→ **Selected passage**:
· · · · ·

OK, think about it: Would one ever take a picture of oneself and caption it with, simply, "I" ? I hope not! Clearly, if one is standing there alone in the picture, one would write "me" for the caption. Unless, of course, one were a quasi-educated person who had a grasping need to try to sound smarter than one truly was and thus expose oneself as a grammatical ignoramus in the face of anybody who knows grammar, which is not much of a threat because, obviously, hardly anybody does. Please forgive me. I know that sounds mean spirited. There are obviously many, many people who misuse this construction simply because they were taught incorrectly. I bear them no ill will. The ones that irk me are: (1) English teachers who teach this incorrectly to their students, (2) elementary-aged children who think they are smarter than I am and attempt to set me straight on how to misuse singular first person pronouns, and (3) basically anybody who insists that incorrect usage is correct when the subject arises. Let me say this once more: I have no gripe with people who are just doing the best they can after being taught incorrectly; my only gripe is with people who smugly insist that they are right when they are wrong.

Here is the litmus test that is so simple that anyone can use it:



Correct: "My mother gave a gift to me."
Also correct: "My mother gave a gift to my sister and me."
Incorrect: "My mother gave a gift to I."
Also incorrect: "My mother gave a gift to my sister and I." Believe it or not... This is INCORRECT!

The reason why photo captions should generally be "me" rather than "I" is this: it is, generally speaking, a shortened form of "This is me," or "This is a picture of me." One would never say, "This is I." Neither should one ever say, "This is Frankie and I." It's OK to say "me." One should say "me" when it is appropriate.

I actually saw someone use the (INCORRECT) construction: "The caterer provided an excellent cake for Ronald and I's wedding." Seriously. She didn't simply speak this, making a verbal mistake.  This is what someone wrote. The problem is getting completely out of hand. There is a singular, first-person, possessive pronoun, and it is not "I's." "Ise" is a racial slur and sounds like dialogue lifted from the movie Gone with the Wind. One used to hear the correct form of the possessive personal pronoun used fairly often, before all this ignorant, pseudo-intellectual, hyper-corrective "I" business got into swing. It is (drum roll, please)... "my." The correct way to say, "The caterer provided an excellent cake for Ronald and I's wedding," is, very simply, "The caterer provided an excellent cake for Ronald's and my wedding." That's slightly awkward, although basically correct. Preferable ways of saying it would be: "The caterer provided an excellent cake for Ronald and me at our wedding," or (imagine this), "The caterer provided an excellent cake for our wedding."

· · · · ·

→ **Set task 1**:
Answer these questions about the passage on "I" and "me":
(a) What word does the passage say one would write as the caption for a picture of oneself standing alone?
(b) Which singular first-person possessive pronoun does the passage identify as correct?
(c) Of which two sentences does the passage say a photo caption is generally a shortened form?

Named object pointing entries:
· · · · ·

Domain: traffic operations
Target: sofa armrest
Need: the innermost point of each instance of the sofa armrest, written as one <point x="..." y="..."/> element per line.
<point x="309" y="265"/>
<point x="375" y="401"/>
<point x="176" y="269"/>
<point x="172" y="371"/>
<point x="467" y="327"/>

· · · · ·

→ **Set task 2**: Rewrite the records, changing "sofa armrest" to "chair armrest" wherever it occurs and leaving everything else unchanged.

→ **Full output 1**:
(a) "me"
(b) "my"
(c) "This is me," or "This is a picture of me."

→ **Full output 2**:
Domain: traffic operations
Target: chair armrest
Need: the innermost point of each instance of the chair armrest, written as one <point x="..." y="..."/> element per line.
<point x="309" y="265"/>
<point x="375" y="401"/>
<point x="176" y="269"/>
<point x="172" y="371"/>
<point x="467" y="327"/>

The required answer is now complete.